Transcribe exactly everything in the data below from the line containing "target | winding road" down to the line containing "target | sky", both lines included and nothing further.

※ ※ ※

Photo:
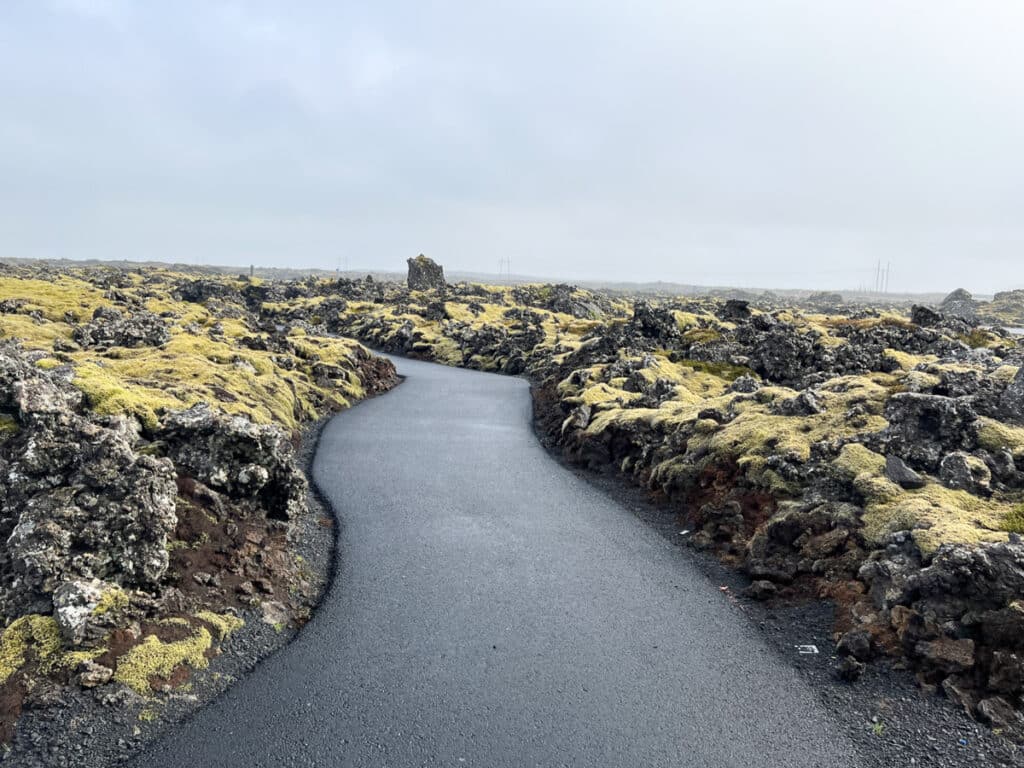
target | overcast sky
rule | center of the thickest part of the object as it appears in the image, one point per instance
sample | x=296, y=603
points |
x=756, y=142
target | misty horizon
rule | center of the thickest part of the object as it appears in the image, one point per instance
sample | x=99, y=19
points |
x=756, y=144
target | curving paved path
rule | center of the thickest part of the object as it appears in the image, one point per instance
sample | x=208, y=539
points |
x=491, y=609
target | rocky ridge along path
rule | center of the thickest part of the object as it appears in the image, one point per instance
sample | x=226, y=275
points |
x=493, y=609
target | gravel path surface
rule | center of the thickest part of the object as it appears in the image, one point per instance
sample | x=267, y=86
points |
x=494, y=609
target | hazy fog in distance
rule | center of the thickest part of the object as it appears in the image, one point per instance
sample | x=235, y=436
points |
x=756, y=142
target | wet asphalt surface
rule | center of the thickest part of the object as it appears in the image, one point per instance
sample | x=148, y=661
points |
x=491, y=609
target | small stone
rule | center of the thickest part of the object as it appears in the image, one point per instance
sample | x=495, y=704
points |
x=274, y=613
x=849, y=669
x=762, y=589
x=947, y=654
x=902, y=475
x=92, y=674
x=856, y=643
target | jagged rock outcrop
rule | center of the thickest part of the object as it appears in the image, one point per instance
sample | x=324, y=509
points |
x=111, y=328
x=425, y=274
x=233, y=456
x=79, y=502
x=961, y=304
x=924, y=428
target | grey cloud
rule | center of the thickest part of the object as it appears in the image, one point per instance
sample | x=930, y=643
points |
x=770, y=143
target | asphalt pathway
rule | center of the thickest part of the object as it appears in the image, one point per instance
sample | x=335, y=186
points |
x=492, y=609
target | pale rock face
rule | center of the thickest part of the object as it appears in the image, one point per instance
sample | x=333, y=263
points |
x=245, y=461
x=81, y=503
x=74, y=604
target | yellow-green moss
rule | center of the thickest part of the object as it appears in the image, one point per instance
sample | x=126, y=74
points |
x=153, y=657
x=935, y=514
x=8, y=426
x=30, y=635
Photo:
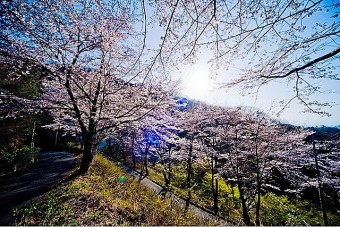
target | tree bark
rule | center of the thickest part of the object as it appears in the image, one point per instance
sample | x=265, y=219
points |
x=87, y=155
x=188, y=180
x=245, y=212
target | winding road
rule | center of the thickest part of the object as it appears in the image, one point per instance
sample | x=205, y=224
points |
x=51, y=168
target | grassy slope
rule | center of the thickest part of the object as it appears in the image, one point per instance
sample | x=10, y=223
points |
x=97, y=198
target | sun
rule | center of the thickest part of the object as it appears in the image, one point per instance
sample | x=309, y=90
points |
x=197, y=84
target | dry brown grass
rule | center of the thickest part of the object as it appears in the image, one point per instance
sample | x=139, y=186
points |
x=98, y=198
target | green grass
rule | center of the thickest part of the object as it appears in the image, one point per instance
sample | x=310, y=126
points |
x=98, y=198
x=275, y=209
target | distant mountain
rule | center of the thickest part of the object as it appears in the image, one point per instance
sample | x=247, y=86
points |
x=325, y=132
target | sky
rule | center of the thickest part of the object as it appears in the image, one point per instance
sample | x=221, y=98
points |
x=199, y=83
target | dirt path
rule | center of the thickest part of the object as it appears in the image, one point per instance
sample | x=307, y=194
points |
x=51, y=168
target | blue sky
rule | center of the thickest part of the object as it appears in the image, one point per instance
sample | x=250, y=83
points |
x=199, y=82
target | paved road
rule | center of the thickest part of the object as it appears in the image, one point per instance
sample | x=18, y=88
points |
x=51, y=168
x=159, y=189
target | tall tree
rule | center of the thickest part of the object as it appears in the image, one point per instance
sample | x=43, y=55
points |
x=87, y=48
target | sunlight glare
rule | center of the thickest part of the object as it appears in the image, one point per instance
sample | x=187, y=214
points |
x=197, y=84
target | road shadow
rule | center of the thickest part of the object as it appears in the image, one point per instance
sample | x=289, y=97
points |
x=52, y=168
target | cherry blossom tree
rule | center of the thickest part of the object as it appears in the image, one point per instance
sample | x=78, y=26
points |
x=88, y=49
x=276, y=40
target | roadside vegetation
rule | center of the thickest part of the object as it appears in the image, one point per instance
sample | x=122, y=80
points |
x=99, y=198
x=276, y=209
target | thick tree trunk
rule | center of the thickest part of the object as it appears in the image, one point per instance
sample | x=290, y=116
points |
x=87, y=157
x=133, y=150
x=245, y=212
x=88, y=153
x=146, y=160
x=188, y=180
x=258, y=188
x=216, y=197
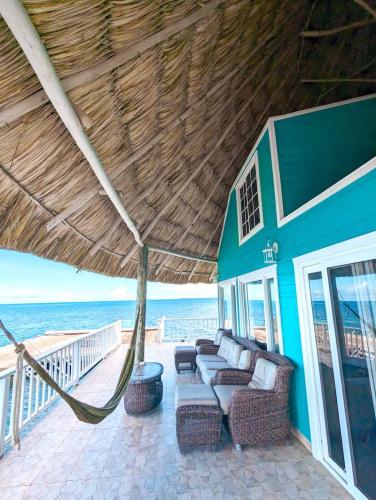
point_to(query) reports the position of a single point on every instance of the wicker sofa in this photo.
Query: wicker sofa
(255, 415)
(216, 342)
(233, 352)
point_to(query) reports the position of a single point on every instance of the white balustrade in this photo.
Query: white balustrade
(66, 364)
(188, 329)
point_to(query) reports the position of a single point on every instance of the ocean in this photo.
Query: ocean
(29, 320)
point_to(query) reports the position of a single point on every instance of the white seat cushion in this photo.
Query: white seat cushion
(245, 360)
(218, 336)
(224, 393)
(264, 375)
(194, 394)
(223, 348)
(209, 357)
(216, 365)
(229, 346)
(204, 364)
(234, 354)
(208, 376)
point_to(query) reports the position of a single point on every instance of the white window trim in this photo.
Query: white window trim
(263, 274)
(354, 250)
(221, 285)
(269, 126)
(251, 162)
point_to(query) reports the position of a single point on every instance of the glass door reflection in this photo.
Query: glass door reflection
(353, 289)
(325, 368)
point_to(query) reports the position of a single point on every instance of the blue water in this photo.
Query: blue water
(28, 320)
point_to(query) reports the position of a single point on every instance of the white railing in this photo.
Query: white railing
(66, 364)
(187, 329)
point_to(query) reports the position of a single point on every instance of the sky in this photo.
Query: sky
(25, 278)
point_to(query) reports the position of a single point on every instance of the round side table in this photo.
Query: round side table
(145, 388)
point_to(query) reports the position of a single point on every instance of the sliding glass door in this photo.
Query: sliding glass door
(353, 292)
(227, 305)
(340, 312)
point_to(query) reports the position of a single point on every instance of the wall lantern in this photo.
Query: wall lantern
(214, 277)
(270, 253)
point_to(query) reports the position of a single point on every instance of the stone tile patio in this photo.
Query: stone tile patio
(137, 457)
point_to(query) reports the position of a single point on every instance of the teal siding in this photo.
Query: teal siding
(349, 213)
(326, 147)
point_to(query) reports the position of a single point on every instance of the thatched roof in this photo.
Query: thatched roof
(173, 94)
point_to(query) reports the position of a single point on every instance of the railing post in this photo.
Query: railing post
(161, 328)
(76, 363)
(4, 398)
(118, 332)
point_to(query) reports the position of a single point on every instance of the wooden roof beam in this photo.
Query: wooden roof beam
(338, 80)
(217, 227)
(202, 208)
(183, 255)
(198, 169)
(366, 6)
(340, 29)
(19, 22)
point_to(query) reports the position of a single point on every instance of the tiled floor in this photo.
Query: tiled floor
(137, 457)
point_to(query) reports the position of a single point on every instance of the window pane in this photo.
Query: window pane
(273, 305)
(249, 203)
(354, 301)
(227, 306)
(324, 355)
(256, 312)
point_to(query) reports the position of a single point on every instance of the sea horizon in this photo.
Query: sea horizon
(97, 301)
(28, 320)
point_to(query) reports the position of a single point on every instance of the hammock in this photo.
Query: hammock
(84, 411)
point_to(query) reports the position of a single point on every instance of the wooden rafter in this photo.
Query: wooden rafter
(217, 227)
(197, 170)
(366, 6)
(199, 212)
(340, 29)
(338, 80)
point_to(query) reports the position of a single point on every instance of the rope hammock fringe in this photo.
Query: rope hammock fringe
(84, 411)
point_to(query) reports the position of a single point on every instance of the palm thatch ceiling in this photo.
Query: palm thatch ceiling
(172, 94)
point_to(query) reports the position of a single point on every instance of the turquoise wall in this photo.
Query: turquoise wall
(349, 213)
(328, 145)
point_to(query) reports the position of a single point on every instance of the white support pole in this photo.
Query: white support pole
(19, 22)
(4, 398)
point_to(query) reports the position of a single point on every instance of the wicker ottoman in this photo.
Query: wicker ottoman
(198, 416)
(185, 355)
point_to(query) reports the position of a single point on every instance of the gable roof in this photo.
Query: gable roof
(172, 95)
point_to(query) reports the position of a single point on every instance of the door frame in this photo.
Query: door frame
(264, 274)
(221, 285)
(347, 252)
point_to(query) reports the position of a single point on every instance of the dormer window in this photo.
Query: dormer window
(249, 201)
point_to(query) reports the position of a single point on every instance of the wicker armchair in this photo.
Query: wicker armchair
(256, 416)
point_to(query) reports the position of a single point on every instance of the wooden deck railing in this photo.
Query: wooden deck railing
(66, 364)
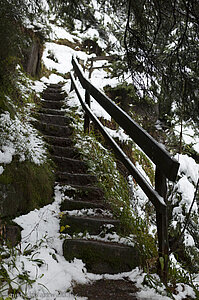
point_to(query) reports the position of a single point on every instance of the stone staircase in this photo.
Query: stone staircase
(100, 257)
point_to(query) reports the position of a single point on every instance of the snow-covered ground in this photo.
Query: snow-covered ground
(39, 256)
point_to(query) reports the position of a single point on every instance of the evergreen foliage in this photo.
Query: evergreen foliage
(162, 47)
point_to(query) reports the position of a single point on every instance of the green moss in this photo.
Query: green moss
(102, 163)
(25, 186)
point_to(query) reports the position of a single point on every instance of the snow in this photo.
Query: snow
(188, 167)
(53, 276)
(18, 137)
(190, 135)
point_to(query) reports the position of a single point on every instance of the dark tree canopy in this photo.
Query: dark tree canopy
(162, 47)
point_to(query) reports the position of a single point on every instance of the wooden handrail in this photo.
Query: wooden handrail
(166, 166)
(155, 198)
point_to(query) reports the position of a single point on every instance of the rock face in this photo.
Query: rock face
(33, 64)
(83, 193)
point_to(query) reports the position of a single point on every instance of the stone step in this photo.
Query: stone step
(49, 111)
(85, 193)
(51, 104)
(68, 152)
(53, 129)
(58, 141)
(103, 289)
(69, 165)
(51, 89)
(53, 119)
(54, 96)
(101, 257)
(55, 85)
(70, 204)
(76, 179)
(94, 225)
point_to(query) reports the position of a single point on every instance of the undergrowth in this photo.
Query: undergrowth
(102, 163)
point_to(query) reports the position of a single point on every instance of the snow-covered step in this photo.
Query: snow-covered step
(70, 204)
(47, 95)
(94, 224)
(53, 119)
(65, 178)
(103, 289)
(102, 257)
(57, 86)
(85, 193)
(52, 104)
(53, 129)
(69, 152)
(49, 111)
(69, 165)
(58, 141)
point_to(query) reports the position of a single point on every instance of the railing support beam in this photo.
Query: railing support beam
(86, 117)
(162, 227)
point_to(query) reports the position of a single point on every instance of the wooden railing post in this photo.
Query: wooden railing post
(162, 227)
(86, 117)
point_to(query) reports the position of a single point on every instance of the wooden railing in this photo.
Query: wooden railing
(166, 166)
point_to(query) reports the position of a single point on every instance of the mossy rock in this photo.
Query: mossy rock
(25, 186)
(101, 257)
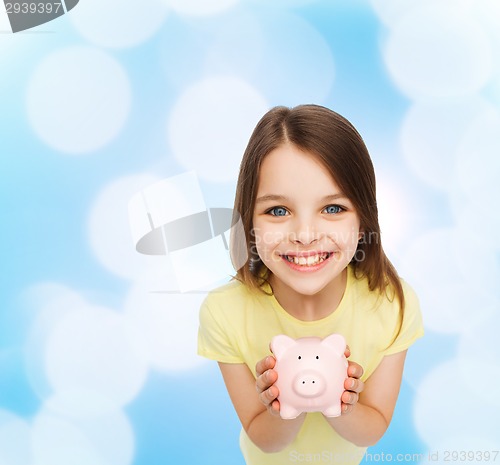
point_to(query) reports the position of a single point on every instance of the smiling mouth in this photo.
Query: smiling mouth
(311, 260)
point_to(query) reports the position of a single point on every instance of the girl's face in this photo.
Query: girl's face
(306, 230)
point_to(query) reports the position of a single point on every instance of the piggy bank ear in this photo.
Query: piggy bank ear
(281, 344)
(335, 342)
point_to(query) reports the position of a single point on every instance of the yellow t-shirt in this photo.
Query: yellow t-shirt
(237, 324)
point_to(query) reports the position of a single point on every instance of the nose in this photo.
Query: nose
(304, 232)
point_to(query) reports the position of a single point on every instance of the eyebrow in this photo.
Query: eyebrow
(282, 198)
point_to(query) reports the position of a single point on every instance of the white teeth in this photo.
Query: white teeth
(307, 261)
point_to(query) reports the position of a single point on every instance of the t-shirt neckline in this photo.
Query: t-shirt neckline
(333, 315)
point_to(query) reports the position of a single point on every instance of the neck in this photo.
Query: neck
(310, 307)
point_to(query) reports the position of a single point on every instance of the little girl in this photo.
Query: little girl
(306, 196)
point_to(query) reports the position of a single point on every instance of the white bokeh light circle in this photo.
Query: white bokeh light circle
(48, 303)
(478, 163)
(445, 268)
(102, 440)
(431, 133)
(391, 11)
(97, 350)
(436, 51)
(474, 449)
(78, 99)
(237, 45)
(118, 23)
(396, 217)
(15, 439)
(110, 236)
(170, 323)
(297, 64)
(200, 7)
(487, 12)
(210, 125)
(484, 339)
(446, 406)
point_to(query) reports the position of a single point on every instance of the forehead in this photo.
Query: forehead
(289, 170)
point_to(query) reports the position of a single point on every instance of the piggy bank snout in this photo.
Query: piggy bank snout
(310, 383)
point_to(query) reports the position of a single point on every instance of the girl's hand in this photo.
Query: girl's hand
(353, 385)
(266, 377)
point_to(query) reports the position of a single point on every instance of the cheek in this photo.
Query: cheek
(269, 236)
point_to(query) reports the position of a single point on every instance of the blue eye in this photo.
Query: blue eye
(277, 211)
(333, 209)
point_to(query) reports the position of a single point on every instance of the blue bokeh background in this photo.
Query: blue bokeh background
(97, 346)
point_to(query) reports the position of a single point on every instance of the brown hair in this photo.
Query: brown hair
(339, 147)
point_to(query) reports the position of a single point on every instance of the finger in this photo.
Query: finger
(269, 396)
(354, 370)
(347, 408)
(275, 407)
(349, 398)
(353, 384)
(265, 364)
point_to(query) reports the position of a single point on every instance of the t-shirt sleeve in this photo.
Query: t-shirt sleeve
(412, 327)
(214, 340)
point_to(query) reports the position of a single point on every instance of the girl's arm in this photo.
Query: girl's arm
(369, 418)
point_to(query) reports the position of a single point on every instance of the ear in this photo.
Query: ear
(280, 344)
(335, 342)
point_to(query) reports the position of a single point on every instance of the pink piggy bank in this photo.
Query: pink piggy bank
(311, 374)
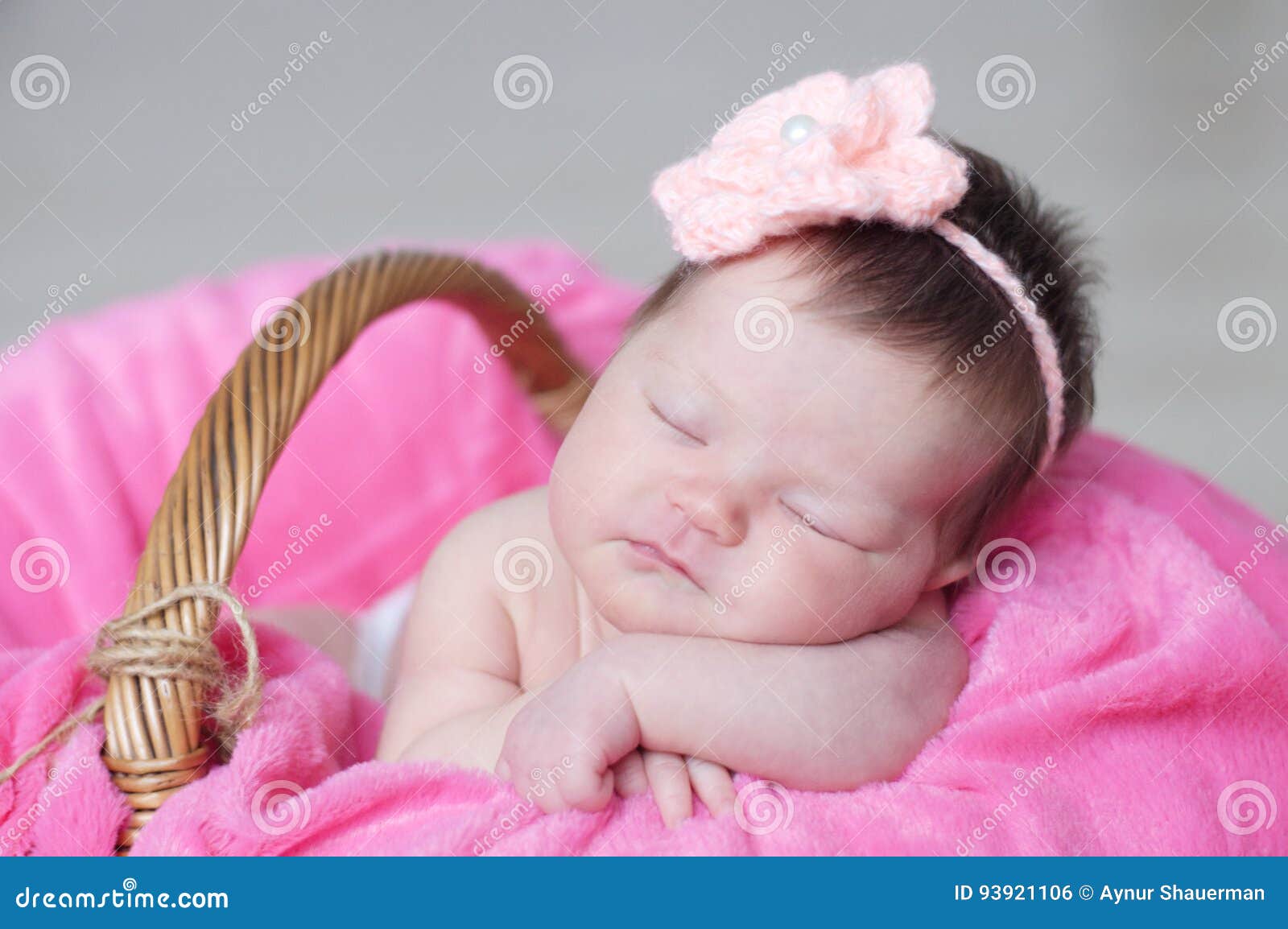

※ ※ ※

**Response for this exercise**
target | winding road
rule | center of the thickest part of the object as it appears in the image, one point per instance
sample | x=205, y=224
points |
x=51, y=168
target | grassy slope
rule | center of the thickest part of the object as it appears in the image, one point per instance
sample | x=10, y=223
points |
x=97, y=198
target | sun
rule | center of the thickest part of the object as it appears in the image, one point per instance
sample | x=309, y=90
points |
x=197, y=84
target | dry brown grass
rule | center of the thickest part of the object as it appears in the image, one point per instance
sample | x=139, y=186
points |
x=98, y=198
target | green grass
rule | center of the thickest part of the object as it appears in the image, one point per instance
sample | x=310, y=126
points |
x=98, y=198
x=275, y=209
target | distant mountain
rule | center of the thickest part of the object as it appears in the image, one point per instance
sample | x=247, y=86
points |
x=325, y=132
target | sky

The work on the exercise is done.